PROBLEM REQUIREMENTS
Select each line in the items below that contains the string "chain", and copy those lines out. Case counts when matching.

* BEGIN RECORDS FOR THE TASK *

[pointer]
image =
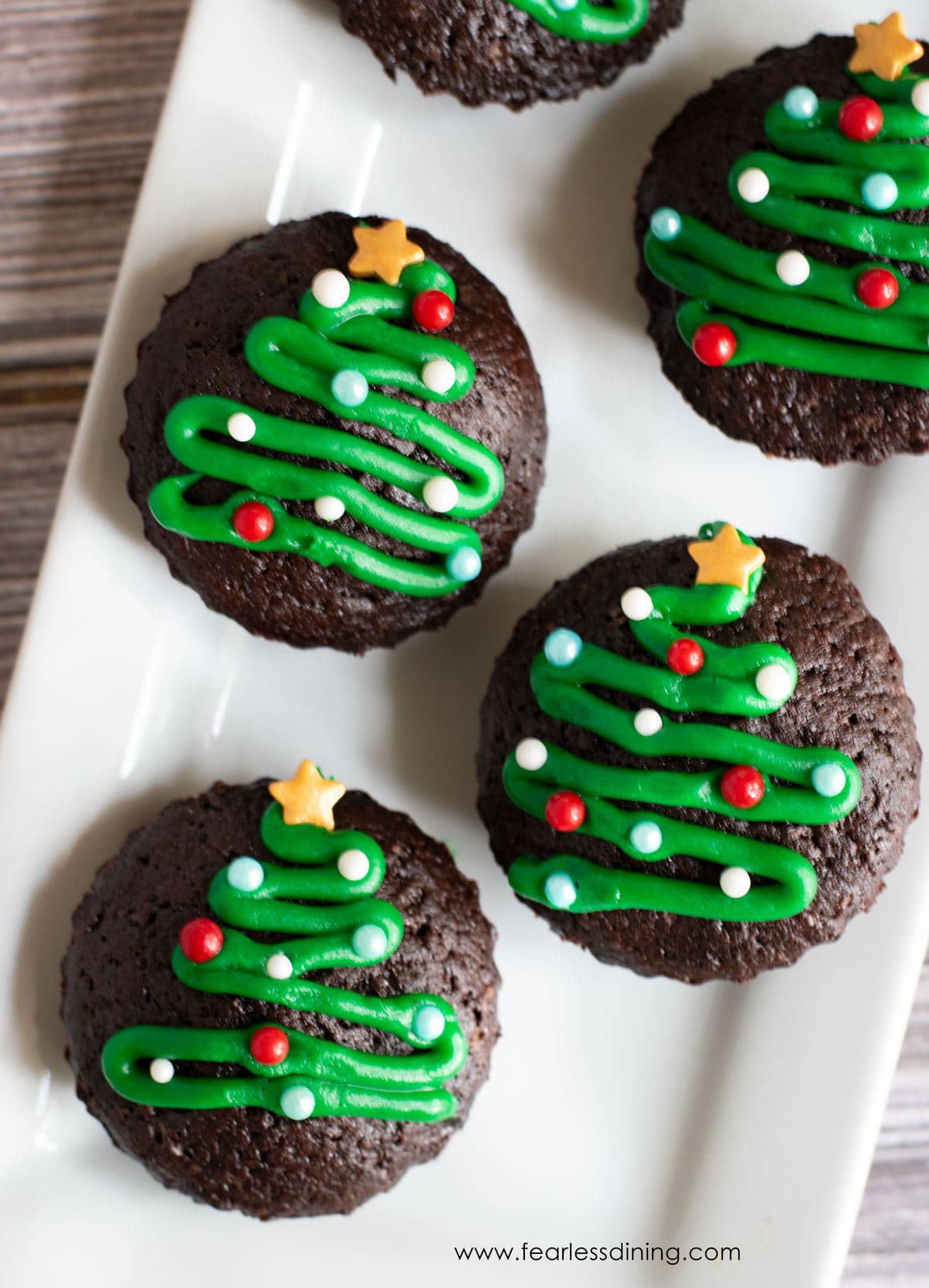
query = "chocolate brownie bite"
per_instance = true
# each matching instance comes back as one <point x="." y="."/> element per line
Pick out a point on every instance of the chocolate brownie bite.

* END RECORDS FOR THE TASK *
* BEGIN RECORDS FOR THE TASK *

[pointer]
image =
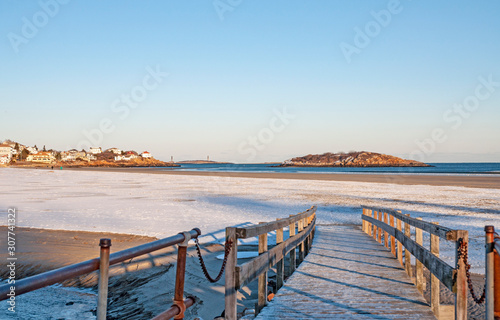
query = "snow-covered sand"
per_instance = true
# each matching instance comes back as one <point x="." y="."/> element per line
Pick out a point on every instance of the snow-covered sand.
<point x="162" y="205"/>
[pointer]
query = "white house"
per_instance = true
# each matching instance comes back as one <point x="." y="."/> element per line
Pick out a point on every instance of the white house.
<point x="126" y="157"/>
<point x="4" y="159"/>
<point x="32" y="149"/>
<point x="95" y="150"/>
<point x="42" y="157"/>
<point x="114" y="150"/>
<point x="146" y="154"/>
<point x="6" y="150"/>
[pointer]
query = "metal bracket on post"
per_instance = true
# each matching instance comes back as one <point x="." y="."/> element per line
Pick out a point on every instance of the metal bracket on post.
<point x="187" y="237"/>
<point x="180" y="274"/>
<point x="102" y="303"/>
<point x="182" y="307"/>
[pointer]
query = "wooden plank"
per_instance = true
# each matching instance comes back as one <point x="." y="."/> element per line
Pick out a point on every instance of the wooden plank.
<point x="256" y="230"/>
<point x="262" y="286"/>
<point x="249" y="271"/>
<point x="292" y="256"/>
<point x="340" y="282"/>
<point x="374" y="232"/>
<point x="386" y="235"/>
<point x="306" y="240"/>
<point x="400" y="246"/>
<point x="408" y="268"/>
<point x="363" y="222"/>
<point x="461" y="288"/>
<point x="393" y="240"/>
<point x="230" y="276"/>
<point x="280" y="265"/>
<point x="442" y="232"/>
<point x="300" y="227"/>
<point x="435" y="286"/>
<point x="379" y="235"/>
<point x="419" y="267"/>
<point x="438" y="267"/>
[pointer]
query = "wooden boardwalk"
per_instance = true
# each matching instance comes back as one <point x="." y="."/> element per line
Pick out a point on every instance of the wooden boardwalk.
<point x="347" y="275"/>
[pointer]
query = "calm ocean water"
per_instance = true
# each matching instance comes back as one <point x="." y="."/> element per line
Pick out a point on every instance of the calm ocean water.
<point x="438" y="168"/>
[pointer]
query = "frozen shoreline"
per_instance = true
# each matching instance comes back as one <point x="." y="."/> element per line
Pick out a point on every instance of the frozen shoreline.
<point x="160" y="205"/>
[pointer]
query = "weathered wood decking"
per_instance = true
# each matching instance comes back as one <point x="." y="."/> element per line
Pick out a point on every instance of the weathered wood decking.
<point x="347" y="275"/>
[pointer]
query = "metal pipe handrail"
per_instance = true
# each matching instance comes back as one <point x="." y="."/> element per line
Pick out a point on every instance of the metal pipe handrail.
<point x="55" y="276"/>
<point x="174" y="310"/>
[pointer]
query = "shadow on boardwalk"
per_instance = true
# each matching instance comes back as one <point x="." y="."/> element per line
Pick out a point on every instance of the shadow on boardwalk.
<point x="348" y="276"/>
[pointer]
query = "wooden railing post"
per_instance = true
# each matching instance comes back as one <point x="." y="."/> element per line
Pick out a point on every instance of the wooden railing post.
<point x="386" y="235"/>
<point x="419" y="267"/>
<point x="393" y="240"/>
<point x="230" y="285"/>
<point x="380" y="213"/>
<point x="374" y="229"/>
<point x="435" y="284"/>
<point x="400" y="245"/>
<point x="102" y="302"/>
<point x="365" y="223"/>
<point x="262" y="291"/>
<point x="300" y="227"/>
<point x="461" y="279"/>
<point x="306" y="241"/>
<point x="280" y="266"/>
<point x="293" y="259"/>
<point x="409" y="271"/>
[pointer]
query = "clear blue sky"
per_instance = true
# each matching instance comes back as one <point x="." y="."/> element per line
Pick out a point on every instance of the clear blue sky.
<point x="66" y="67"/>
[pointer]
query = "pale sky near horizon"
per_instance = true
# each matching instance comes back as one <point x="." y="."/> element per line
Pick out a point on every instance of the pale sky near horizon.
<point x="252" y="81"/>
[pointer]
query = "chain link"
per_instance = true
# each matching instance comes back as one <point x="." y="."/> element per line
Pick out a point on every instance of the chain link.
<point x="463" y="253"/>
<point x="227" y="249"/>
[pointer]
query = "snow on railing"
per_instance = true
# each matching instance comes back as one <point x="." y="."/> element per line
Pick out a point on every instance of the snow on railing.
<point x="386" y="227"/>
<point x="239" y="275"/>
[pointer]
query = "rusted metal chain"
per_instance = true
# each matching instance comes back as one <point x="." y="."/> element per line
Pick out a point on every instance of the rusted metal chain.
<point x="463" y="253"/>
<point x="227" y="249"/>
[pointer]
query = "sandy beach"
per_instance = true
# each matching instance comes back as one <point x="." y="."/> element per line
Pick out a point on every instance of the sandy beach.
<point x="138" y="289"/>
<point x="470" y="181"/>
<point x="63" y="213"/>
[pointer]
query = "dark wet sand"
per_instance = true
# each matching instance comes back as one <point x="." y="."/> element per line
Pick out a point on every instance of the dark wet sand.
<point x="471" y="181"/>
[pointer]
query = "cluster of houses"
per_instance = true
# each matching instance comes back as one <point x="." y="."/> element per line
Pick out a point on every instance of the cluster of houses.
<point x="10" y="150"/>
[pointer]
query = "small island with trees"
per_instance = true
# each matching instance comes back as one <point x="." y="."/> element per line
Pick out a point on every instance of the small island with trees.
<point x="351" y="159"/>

* END RECORDS FOR THE TASK *
* BEGIN RECORDS FOR THE TASK *

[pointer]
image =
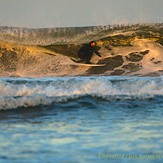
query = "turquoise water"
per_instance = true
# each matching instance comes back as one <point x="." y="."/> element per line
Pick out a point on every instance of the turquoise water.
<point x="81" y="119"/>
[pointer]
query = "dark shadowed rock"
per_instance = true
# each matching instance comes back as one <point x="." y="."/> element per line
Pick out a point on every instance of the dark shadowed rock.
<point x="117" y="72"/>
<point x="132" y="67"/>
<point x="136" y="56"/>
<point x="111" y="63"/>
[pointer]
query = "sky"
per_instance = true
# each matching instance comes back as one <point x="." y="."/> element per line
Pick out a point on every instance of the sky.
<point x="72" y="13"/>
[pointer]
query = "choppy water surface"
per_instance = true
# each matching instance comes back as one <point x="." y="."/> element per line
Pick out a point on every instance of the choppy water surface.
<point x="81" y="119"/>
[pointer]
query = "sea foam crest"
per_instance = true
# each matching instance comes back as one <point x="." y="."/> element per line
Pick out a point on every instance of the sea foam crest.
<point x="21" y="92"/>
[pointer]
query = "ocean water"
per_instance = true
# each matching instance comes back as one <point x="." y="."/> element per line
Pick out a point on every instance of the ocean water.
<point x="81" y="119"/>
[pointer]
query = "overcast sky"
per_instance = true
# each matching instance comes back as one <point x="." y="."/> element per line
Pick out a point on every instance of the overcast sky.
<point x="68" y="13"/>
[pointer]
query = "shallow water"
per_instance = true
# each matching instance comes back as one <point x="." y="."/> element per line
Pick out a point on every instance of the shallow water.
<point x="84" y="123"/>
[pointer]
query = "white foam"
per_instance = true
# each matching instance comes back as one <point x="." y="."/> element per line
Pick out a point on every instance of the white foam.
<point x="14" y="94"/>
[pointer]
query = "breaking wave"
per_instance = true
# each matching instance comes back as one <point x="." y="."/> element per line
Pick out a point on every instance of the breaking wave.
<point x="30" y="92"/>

* END RECORDS FOR THE TASK *

TASK SOLUTION
query = "chain link"
Pick out a point on every instance of the chain link.
query = "rusted metal chain"
Pick out a point on every instance of the rusted metal chain.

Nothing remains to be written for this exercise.